Instructions for the task:
Print every line of the data exactly as shown.

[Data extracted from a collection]
□ □ □ □

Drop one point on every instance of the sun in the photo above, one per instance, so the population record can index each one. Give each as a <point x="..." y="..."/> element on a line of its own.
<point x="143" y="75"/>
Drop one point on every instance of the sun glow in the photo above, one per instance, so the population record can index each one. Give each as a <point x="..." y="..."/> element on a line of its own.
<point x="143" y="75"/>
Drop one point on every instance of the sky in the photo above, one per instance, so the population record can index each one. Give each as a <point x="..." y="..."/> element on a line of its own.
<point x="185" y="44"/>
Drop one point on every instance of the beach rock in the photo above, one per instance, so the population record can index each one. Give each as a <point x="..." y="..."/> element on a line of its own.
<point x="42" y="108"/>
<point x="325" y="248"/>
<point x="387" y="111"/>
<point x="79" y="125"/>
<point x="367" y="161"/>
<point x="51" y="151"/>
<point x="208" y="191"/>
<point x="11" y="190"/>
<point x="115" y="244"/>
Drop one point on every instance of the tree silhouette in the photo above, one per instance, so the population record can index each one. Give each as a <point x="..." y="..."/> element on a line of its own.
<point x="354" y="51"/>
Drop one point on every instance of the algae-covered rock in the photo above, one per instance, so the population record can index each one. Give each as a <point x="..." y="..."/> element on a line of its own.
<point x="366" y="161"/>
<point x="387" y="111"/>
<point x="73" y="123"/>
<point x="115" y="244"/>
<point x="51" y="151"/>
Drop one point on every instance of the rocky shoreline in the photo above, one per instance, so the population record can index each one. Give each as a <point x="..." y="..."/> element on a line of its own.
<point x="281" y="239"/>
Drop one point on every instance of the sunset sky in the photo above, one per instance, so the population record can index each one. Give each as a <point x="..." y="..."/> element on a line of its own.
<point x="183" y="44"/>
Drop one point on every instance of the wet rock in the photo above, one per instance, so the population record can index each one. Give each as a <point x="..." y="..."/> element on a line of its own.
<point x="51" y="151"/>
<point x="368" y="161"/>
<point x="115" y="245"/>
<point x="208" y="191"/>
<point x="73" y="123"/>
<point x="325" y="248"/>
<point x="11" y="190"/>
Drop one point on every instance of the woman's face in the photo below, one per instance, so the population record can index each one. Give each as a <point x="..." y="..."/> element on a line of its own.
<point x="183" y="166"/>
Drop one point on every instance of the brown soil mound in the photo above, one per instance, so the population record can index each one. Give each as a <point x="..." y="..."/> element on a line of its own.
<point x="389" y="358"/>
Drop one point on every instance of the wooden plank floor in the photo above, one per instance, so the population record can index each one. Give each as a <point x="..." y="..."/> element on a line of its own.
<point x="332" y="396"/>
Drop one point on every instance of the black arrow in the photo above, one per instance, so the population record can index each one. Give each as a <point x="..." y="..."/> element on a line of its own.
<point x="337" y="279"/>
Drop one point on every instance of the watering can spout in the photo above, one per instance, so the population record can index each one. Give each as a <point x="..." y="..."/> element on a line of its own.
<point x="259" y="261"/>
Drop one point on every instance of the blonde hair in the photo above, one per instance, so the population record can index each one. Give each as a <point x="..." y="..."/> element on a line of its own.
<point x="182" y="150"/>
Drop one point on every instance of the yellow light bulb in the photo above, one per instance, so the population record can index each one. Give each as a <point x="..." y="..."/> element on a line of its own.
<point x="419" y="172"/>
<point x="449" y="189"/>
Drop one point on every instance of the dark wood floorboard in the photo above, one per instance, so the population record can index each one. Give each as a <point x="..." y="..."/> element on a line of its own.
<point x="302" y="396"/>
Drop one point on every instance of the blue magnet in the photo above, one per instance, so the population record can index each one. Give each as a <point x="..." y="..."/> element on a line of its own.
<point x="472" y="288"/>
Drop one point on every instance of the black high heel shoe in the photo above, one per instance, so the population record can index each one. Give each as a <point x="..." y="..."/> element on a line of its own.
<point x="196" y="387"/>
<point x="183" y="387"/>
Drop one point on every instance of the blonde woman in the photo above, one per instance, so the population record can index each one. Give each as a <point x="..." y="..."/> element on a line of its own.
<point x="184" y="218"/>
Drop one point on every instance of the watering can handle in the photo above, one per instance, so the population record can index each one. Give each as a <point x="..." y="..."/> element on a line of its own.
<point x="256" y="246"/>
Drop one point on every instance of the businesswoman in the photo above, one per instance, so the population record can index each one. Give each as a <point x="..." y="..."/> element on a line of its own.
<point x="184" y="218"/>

□ □ □ □

Your response:
Drop one point on every instance of the sun in the photo above, one per instance, so the population record can index each one. Give each as a <point x="..." y="..."/> element on a line of its own.
<point x="143" y="75"/>
Drop one point on every instance of the sun glow in the photo above, one per instance, so the population record can index each one. Give each as a <point x="..." y="..."/> element on a line of its own.
<point x="143" y="75"/>
Drop one point on every instance of the sky in the photo above, one per instance, so the population record can index each one. Give each as a <point x="..." y="..."/> element on a line of its own.
<point x="185" y="44"/>
Drop one point on every instance of the beach rock in the photo above, one per instance, so the population record can index each one. Give each as a <point x="..." y="..."/> element on a line of its own.
<point x="42" y="108"/>
<point x="325" y="248"/>
<point x="387" y="111"/>
<point x="79" y="125"/>
<point x="367" y="161"/>
<point x="51" y="151"/>
<point x="208" y="191"/>
<point x="11" y="190"/>
<point x="115" y="244"/>
Drop one point on every instance of the tree silhouette in the photo above, one per instance, so the population record can index each one. Give each as a <point x="..." y="..."/> element on a line of its own.
<point x="354" y="51"/>
Drop one point on every instance of the algae-covered rock in the photo above, one per instance, so the population record can index each one. Give each as a <point x="..." y="..."/> element on a line of its own.
<point x="366" y="161"/>
<point x="387" y="111"/>
<point x="73" y="123"/>
<point x="115" y="244"/>
<point x="51" y="151"/>
Drop one point on every instance of the rocky shoreline in the photo above, one per instance, so the population record can index each one. Give each as a <point x="..." y="..."/> element on a line of its own.
<point x="281" y="239"/>
Drop one point on every instance of the sunset sky in the photo above, one per instance, so the population record can index each one. Give each as a <point x="..." y="..."/> element on a line of its own.
<point x="183" y="44"/>
Drop one point on every instance of the wet rock in the photo above, one per instance, so the population record can index each one. Give each as a <point x="..." y="..."/> element on a line of its own.
<point x="51" y="151"/>
<point x="368" y="161"/>
<point x="115" y="245"/>
<point x="208" y="191"/>
<point x="73" y="123"/>
<point x="325" y="248"/>
<point x="11" y="190"/>
Drop one point on every instance of the woman's face in the photo below, one per instance, so the population record can index each one. Give each as a <point x="..." y="..."/> element on a line of its own.
<point x="183" y="166"/>
Drop one point on every instance of the brown soil mound in the photo above, one per instance, so the population record can index each one. Give each as a <point x="..." y="..."/> element on a line of its own.
<point x="389" y="358"/>
Drop one point on every instance of the wooden plank floor in the photo above, one per instance, so the population record can index each one. Give each as a <point x="..." y="..."/> element on a line of its own.
<point x="332" y="396"/>
Drop one point on every instance of the black arrow in the photo above, one per instance, so the population record can index each one. Give each as a <point x="..." y="..."/> element on a line of its own.
<point x="337" y="279"/>
Drop one point on every instance of the watering can spout in the photo above, one per instance, so the population record can index each one. Give each as a <point x="..." y="..."/> element on a line of its own.
<point x="259" y="261"/>
Drop one point on every instance of the blonde hair in the photo above, one per instance, so the population record can index each one. Give each as a <point x="..." y="..."/> element on a line of its own.
<point x="182" y="150"/>
Drop one point on every instance of the yellow light bulb in the photo above, one per instance, so the population record can index each one. Give each as a <point x="..." y="..."/> element on a line of its own.
<point x="419" y="172"/>
<point x="449" y="189"/>
Drop one point on every instance of the dark wood floorboard in the photo above, one per instance, so the population record can index each one. Give each as a <point x="..." y="..."/> element on a line of its own.
<point x="302" y="396"/>
Drop one point on every instance of the blue magnet in the photo above, one per instance, so the population record can index each one. Give each as a <point x="..." y="..."/> element on a line of its own.
<point x="472" y="288"/>
Drop one point on every instance of the black high heel shoe in the photo above, one per instance, so the population record can index each one. Give each as a <point x="..." y="..."/> element on a line of its own.
<point x="196" y="387"/>
<point x="183" y="387"/>
Drop one point on every instance of the blonde woman in the photo above, one per instance, so the population record can index each one. Give each as a <point x="..." y="..."/> element on a line of its own.
<point x="184" y="218"/>
Drop one point on every instance of the watering can handle in the photo above, one per instance, so the population record can index each one. Give each as a <point x="..." y="..."/> element on a line of its own.
<point x="256" y="246"/>
Drop one point on every instance of the businesswoman in the photo above, one per instance, so the population record can index each one. Give each as a <point x="..." y="..."/> element on a line of its own.
<point x="184" y="218"/>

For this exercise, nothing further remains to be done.